Copy out each line of the data that contains "below".

[Saved entries]
------------------------------------------------------------

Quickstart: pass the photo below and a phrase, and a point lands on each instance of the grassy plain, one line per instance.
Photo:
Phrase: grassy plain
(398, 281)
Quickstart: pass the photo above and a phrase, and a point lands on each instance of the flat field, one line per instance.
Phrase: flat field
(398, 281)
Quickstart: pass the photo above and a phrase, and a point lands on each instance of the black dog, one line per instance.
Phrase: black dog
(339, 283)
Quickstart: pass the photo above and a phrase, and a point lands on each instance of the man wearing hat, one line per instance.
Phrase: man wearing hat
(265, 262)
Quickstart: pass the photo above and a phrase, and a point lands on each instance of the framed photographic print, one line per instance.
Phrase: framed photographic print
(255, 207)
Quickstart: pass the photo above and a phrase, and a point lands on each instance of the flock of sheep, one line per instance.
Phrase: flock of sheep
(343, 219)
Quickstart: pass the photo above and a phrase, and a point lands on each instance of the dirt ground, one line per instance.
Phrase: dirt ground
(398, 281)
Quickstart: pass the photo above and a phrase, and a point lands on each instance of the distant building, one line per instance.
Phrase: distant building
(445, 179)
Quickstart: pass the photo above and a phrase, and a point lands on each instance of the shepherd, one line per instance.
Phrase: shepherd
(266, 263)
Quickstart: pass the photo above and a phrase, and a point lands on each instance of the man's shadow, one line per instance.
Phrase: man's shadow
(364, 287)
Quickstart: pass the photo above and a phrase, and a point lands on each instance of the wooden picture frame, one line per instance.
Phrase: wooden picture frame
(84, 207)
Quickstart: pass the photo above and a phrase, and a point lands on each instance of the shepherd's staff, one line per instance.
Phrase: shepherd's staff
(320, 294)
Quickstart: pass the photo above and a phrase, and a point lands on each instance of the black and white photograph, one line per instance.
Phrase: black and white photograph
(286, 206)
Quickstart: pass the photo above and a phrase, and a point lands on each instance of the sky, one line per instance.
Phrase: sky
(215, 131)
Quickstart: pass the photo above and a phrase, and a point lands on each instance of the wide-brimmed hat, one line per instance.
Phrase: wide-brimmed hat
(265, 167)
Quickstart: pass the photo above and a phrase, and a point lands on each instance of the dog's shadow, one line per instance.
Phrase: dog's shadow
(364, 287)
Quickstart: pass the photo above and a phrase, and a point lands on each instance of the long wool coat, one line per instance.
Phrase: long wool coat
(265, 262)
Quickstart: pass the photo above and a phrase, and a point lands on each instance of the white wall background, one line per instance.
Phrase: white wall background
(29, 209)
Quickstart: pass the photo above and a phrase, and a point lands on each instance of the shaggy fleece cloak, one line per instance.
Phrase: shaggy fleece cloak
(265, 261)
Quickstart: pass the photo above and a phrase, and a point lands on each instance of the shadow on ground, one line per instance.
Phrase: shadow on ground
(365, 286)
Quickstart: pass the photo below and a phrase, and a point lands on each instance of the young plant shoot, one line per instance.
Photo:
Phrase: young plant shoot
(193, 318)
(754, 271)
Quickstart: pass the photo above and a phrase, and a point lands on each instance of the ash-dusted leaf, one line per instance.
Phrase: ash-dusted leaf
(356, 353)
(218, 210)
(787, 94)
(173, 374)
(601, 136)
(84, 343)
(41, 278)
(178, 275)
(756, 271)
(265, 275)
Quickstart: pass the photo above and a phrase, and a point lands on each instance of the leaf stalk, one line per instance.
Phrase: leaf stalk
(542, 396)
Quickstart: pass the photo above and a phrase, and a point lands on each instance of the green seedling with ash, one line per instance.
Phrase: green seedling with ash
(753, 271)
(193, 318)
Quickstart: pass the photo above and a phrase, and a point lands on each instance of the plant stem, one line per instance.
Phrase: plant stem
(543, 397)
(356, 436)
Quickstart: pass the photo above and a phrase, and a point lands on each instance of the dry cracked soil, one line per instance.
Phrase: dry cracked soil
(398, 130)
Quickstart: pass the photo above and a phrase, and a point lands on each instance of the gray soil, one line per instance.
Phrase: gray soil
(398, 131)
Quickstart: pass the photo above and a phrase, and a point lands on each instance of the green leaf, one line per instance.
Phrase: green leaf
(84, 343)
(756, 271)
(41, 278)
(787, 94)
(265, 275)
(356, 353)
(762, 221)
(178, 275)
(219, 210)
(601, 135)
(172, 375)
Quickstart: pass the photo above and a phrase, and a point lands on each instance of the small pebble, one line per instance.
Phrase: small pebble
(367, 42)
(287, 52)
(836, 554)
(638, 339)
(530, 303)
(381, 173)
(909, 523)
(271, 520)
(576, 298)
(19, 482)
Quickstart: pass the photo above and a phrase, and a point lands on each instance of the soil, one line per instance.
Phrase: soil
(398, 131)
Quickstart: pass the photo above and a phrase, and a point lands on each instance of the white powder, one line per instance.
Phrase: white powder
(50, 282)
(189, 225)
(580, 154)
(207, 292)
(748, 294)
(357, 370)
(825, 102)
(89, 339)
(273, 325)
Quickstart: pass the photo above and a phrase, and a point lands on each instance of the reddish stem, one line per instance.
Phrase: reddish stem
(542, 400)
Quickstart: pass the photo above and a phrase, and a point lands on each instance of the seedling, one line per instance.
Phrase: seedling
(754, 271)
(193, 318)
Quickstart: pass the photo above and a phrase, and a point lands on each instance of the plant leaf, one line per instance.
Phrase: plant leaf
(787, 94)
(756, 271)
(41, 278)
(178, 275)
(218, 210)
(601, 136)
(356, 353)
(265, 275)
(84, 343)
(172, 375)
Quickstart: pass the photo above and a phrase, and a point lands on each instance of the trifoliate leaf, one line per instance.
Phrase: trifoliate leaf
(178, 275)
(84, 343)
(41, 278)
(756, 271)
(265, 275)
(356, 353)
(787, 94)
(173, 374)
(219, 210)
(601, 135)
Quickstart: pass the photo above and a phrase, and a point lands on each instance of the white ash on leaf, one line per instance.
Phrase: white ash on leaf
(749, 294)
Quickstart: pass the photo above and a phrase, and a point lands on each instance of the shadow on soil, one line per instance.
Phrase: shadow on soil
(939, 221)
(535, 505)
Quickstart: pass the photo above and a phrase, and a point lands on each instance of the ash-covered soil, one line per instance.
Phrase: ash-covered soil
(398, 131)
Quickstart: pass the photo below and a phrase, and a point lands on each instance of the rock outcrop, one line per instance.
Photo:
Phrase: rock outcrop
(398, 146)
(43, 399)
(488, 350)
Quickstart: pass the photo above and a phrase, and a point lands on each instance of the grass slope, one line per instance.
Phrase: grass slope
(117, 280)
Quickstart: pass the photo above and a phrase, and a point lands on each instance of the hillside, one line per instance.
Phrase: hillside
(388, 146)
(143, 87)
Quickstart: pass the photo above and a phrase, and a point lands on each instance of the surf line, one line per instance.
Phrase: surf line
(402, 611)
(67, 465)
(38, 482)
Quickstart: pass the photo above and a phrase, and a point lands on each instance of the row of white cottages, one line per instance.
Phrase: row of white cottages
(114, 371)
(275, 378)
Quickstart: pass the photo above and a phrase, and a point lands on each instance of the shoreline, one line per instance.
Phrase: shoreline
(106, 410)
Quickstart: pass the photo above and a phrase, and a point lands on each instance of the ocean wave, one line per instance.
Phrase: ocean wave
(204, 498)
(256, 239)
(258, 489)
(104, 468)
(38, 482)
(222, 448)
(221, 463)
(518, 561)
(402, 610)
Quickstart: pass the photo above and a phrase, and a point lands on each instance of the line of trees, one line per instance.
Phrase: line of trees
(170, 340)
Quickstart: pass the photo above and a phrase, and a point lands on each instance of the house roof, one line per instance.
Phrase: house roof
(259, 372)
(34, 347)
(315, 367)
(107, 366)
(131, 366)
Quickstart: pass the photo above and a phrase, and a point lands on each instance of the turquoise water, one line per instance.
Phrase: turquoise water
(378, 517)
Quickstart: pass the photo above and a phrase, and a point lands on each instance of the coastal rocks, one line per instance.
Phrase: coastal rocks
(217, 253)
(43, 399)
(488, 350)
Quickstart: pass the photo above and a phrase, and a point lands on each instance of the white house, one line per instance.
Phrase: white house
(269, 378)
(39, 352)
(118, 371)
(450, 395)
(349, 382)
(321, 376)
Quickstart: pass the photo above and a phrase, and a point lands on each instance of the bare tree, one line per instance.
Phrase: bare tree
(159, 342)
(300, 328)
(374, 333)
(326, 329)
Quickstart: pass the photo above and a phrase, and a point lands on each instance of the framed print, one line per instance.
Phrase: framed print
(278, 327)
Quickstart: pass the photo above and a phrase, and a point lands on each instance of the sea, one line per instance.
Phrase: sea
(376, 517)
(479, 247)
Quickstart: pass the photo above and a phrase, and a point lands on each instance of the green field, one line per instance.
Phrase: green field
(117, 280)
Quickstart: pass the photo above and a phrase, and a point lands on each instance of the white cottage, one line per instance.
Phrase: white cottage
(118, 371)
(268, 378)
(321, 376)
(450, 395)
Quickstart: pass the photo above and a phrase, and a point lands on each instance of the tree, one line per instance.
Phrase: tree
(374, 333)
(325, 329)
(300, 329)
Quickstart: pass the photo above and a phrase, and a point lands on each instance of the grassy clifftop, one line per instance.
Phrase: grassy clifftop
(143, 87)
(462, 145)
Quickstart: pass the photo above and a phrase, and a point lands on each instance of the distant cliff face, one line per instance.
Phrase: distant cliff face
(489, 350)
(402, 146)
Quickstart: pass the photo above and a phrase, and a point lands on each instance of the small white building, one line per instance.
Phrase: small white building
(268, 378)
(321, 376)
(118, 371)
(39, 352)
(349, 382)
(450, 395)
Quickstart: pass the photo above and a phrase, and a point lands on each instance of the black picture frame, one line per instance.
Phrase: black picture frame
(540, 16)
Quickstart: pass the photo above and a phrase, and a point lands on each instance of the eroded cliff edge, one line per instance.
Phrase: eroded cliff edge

------------------------------------------------------------

- **Solved problem**
Quickstart: pass the photo below and a phrase, and a point lands on each instance of the grassy plain, one line per instance.
Quickstart: pass the photo below and a phrase, and a point lands on each instance of the young plant shoot, one line per instance.
Quickstart: pass the photo below and a phrase, and a point lands on each instance of the rock outcrop, one line per instance.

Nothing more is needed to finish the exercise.